### RECORD SET
####################
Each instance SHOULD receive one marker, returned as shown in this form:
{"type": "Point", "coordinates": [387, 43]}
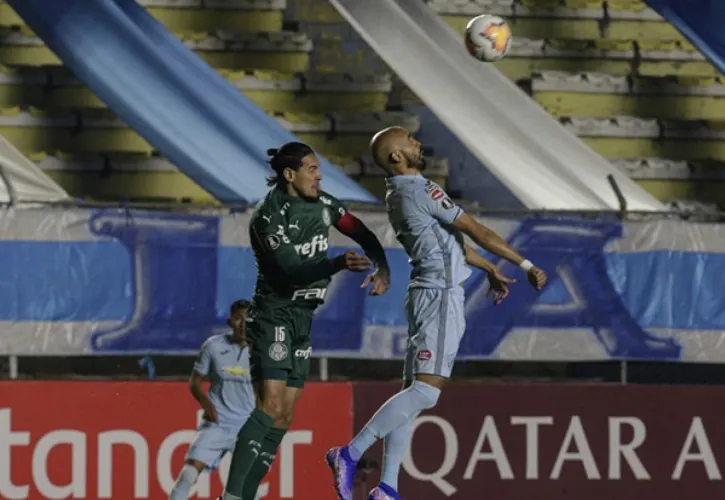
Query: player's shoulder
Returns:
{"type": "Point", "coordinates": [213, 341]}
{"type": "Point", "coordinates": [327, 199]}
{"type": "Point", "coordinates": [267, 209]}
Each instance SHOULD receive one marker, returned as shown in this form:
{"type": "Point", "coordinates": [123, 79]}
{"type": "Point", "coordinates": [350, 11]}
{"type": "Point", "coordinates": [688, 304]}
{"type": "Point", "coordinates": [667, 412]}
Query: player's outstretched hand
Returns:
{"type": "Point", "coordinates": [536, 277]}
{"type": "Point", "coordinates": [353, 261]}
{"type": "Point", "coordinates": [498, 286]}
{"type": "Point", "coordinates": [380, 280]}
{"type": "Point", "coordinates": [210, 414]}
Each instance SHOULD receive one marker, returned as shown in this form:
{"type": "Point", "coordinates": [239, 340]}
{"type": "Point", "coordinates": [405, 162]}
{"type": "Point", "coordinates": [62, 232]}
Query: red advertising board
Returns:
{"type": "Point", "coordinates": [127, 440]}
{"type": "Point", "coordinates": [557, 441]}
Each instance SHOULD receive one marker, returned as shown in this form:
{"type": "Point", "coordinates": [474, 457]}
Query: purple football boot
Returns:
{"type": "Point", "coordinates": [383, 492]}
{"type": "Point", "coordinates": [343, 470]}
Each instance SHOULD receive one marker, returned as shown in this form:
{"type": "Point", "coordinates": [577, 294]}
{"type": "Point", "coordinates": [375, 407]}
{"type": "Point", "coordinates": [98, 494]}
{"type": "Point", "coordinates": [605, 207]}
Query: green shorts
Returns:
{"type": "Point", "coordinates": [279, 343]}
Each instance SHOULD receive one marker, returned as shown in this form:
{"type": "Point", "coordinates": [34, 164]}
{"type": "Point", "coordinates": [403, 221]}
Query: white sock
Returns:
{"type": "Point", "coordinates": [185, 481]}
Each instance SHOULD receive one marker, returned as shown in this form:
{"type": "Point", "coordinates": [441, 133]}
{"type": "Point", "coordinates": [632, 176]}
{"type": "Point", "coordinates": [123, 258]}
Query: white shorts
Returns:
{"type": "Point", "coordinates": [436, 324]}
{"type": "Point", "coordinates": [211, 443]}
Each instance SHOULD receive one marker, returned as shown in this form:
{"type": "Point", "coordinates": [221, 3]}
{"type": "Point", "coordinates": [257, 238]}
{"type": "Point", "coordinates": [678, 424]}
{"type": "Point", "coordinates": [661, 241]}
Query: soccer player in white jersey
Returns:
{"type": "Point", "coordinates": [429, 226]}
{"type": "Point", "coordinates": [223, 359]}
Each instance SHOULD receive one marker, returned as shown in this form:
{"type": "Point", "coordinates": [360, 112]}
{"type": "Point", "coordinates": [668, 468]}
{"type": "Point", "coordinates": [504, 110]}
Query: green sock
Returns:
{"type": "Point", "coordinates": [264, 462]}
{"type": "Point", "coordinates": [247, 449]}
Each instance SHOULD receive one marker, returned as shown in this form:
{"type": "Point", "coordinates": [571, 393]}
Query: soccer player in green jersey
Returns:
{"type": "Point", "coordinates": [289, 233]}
####################
Using the material above, retype each entry exactly and omit the pictures.

Each instance SHOULD receive one marker, returned as shown in this form:
{"type": "Point", "coordinates": [387, 43]}
Query: player's shoulder
Returns:
{"type": "Point", "coordinates": [213, 341]}
{"type": "Point", "coordinates": [327, 199]}
{"type": "Point", "coordinates": [267, 209]}
Each instance SHOULD receive one marker, returned as shown in this form:
{"type": "Point", "coordinates": [123, 79]}
{"type": "Point", "coordinates": [350, 11]}
{"type": "Point", "coordinates": [688, 304]}
{"type": "Point", "coordinates": [667, 412]}
Query: player's outstretched hand
Returns:
{"type": "Point", "coordinates": [536, 277]}
{"type": "Point", "coordinates": [353, 261]}
{"type": "Point", "coordinates": [498, 286]}
{"type": "Point", "coordinates": [380, 280]}
{"type": "Point", "coordinates": [210, 414]}
Each instance SHOULD receive one marker, returned as shown in this form:
{"type": "Point", "coordinates": [239, 340]}
{"type": "Point", "coordinates": [405, 162]}
{"type": "Point", "coordinates": [62, 232]}
Query: red advertising board
Returns:
{"type": "Point", "coordinates": [127, 440]}
{"type": "Point", "coordinates": [557, 441]}
Each instance SHOULD receive one marker, returned as shown in this form:
{"type": "Point", "coordinates": [474, 457]}
Query: purple football boot
Returns:
{"type": "Point", "coordinates": [383, 492]}
{"type": "Point", "coordinates": [343, 470]}
Each instance SHOULD receive one marker, returned as shown in this form:
{"type": "Point", "coordinates": [577, 294]}
{"type": "Point", "coordinates": [375, 407]}
{"type": "Point", "coordinates": [98, 494]}
{"type": "Point", "coordinates": [605, 207]}
Query: green shorts
Returns:
{"type": "Point", "coordinates": [279, 343]}
Each instance SHOULD receive one marker, returned as shown in this form:
{"type": "Point", "coordinates": [34, 164]}
{"type": "Point", "coordinates": [403, 221]}
Query: white sock
Returns:
{"type": "Point", "coordinates": [185, 481]}
Each instance SHOULD receive one marker, returned as shown in this form:
{"type": "Point", "coordinates": [441, 133]}
{"type": "Point", "coordinates": [632, 176]}
{"type": "Point", "coordinates": [123, 258]}
Query: white shorts
Returns:
{"type": "Point", "coordinates": [436, 324]}
{"type": "Point", "coordinates": [211, 443]}
Each instance SHOULD receive one marker, returned as shown in this form:
{"type": "Point", "coordinates": [221, 3]}
{"type": "Point", "coordinates": [257, 238]}
{"type": "Point", "coordinates": [678, 424]}
{"type": "Point", "coordinates": [661, 241]}
Query: soccer player in white jersey
Returns:
{"type": "Point", "coordinates": [429, 226]}
{"type": "Point", "coordinates": [223, 359]}
Each instance SHOULD receive one marker, returned as shown in this form:
{"type": "Point", "coordinates": [360, 112]}
{"type": "Point", "coordinates": [668, 468]}
{"type": "Point", "coordinates": [504, 110]}
Query: green sock
Returns:
{"type": "Point", "coordinates": [264, 462]}
{"type": "Point", "coordinates": [247, 449]}
Each instance SHOULD receive one marker, returned as shown in this form:
{"type": "Point", "coordinates": [571, 393]}
Query: soccer player in green jersey
Returns:
{"type": "Point", "coordinates": [289, 233]}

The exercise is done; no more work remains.